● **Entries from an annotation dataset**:
----------------------------------------

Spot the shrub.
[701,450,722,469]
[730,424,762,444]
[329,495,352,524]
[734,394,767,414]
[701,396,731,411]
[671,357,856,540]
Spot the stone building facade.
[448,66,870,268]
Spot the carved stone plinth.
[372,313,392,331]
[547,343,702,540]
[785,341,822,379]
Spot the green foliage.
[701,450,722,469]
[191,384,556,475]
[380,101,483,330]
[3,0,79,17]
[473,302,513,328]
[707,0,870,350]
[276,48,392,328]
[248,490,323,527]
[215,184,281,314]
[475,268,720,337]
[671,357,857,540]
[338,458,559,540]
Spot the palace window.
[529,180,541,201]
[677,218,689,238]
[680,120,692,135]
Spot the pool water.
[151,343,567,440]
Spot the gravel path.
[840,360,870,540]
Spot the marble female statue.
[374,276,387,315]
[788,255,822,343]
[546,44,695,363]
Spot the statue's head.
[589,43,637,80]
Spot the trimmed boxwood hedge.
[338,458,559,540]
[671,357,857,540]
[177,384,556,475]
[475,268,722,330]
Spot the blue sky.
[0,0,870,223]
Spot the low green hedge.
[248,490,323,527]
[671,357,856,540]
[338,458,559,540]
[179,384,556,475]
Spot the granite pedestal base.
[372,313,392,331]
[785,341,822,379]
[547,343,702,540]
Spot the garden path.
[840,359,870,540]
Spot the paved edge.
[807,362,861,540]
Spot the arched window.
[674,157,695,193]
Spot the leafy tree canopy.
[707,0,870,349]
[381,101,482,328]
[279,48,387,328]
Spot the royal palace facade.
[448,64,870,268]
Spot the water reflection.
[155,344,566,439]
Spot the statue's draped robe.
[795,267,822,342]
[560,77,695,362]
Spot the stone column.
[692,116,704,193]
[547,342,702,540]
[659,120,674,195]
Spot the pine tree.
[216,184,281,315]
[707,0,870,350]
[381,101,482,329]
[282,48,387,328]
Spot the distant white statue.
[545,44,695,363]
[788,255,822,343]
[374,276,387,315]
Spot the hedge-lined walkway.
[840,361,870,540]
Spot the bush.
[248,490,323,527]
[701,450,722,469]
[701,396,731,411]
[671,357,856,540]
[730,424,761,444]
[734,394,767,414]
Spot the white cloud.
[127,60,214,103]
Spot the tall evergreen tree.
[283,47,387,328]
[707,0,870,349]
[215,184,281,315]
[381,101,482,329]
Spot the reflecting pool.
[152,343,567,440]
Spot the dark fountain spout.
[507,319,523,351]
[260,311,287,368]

----------------------------------------

Please reproduce the material between the lines holding "Spot the arched window." and "[840,361,870,540]", inclusive, substituting "fir" for "pine" and leaving everything else unchanged.

● **Written answer**:
Spot the arched window.
[674,157,695,193]
Spot the leafy tree canopy.
[707,0,870,349]
[381,101,482,328]
[279,48,387,328]
Spot the royal palace facade.
[448,64,870,268]
Spot the water reflection.
[155,344,566,439]
Spot the statue's draped robe.
[795,267,822,342]
[560,77,695,362]
Spot the stone column.
[692,116,704,193]
[547,342,702,540]
[659,120,674,195]
Spot the fir tree.
[216,184,281,315]
[707,0,870,350]
[381,101,482,329]
[282,48,387,328]
Spot the distant white statue.
[545,44,695,363]
[788,255,822,343]
[374,276,387,315]
Spot the hedge-lined walkway.
[840,361,870,540]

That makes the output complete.